Text excerpt:
□ □ □ □ □ □ □
- A 33-year-old woman submitted an average day of eating to be reviewed for Insider’s Nutrition Clinic.
- She told Insider she has polycystic ovary syndrome, and her goal is weight loss.
- A dietitian recommends having a larger breakfast, watching carb intake, and eating mindfully.
- If you’d like to have your diet reviewed by an expert, fill out this form.
- The advice in this article isn’t a substitute for a professional medical diagnosis or treatment.
Amrita, 33, submitted her eating routine for Insider’s Nutrition Clinic, where qualified dietitians offer advice on readers’ eating habits.
She told Insider her goal is
, and she’s been diagnosed with polycystic ovary syndrome (PCOS). Amrita works from home but said she goes to the gym every morning to use the elliptical, treadmill, and do some exercises with weights.
She tracks her movement with her FitBit and tries to hit 10,000 steps every day. Her menstrual cycle is irregular, she said.
“I had PCOS in college, no cysts currently, but my periods don’t occur normally,” Amrita said. “I’ll go months without a period.”
Dietitian and PCOS weight loss specialist Ro Huntress said that you don’t need to have cysts to still have PCOS, and weight loss can be harder for those with the condition “due to resistance to the hormone which helps to control our blood sugar levels .”
When our insulin levels are higher, the body’s ability to burn fat for energy is lessened. Blood sugar spikes and crashes also often lead to people craving sweet snacks.
Huntress said staying active with both cardio and weights can help restore hormone balance in women with the condition, which data from a 2020 study by Lake Erie College of Osteopathic Medicine supports.
□ □ □ □ □ □ □
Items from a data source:
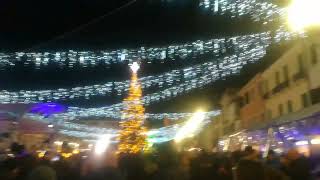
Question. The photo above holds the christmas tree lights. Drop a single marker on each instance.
(132, 136)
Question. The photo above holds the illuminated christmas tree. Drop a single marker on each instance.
(132, 136)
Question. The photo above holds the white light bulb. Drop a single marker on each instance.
(102, 144)
(134, 67)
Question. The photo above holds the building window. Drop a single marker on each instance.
(300, 63)
(286, 73)
(246, 98)
(268, 115)
(280, 108)
(266, 87)
(260, 89)
(290, 108)
(305, 100)
(314, 54)
(277, 77)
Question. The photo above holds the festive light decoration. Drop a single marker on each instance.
(102, 144)
(257, 10)
(239, 45)
(47, 109)
(82, 131)
(190, 127)
(228, 65)
(86, 59)
(303, 14)
(132, 136)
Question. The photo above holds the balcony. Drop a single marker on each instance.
(280, 87)
(299, 75)
(266, 96)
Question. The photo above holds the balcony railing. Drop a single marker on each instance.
(299, 75)
(280, 87)
(266, 96)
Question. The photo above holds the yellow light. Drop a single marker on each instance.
(66, 155)
(135, 67)
(315, 141)
(58, 143)
(303, 14)
(76, 151)
(102, 144)
(41, 154)
(189, 129)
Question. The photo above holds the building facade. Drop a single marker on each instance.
(230, 115)
(252, 108)
(288, 89)
(287, 82)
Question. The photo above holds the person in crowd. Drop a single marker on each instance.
(42, 173)
(273, 160)
(250, 170)
(298, 166)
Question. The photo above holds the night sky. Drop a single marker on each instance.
(37, 25)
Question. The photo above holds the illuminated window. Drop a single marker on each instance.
(286, 73)
(305, 100)
(280, 108)
(277, 77)
(290, 108)
(314, 54)
(300, 63)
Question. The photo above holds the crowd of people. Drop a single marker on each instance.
(163, 164)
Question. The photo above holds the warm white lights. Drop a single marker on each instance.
(301, 143)
(102, 144)
(190, 127)
(315, 141)
(303, 14)
(134, 67)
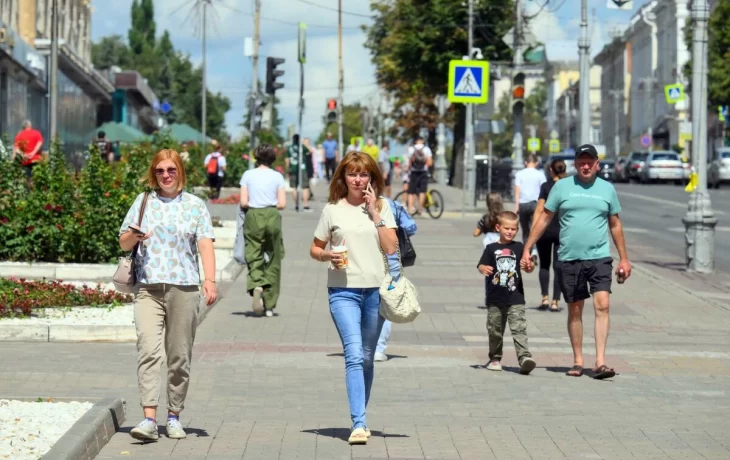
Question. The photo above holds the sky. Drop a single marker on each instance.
(231, 21)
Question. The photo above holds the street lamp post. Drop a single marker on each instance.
(700, 220)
□ □ □ □ □ □ □
Please transcribe the part of the nutrition clinic article that begins with the words containing "- A dietitian" and ends with "out this form.". The items are separate material, apart from the nutrition clinic article.

- A dietitian recommends having a larger breakfast, watching carb intake, and eating mindfully.
- If you’d like to have your diet reviewed by an expert, fill out this form.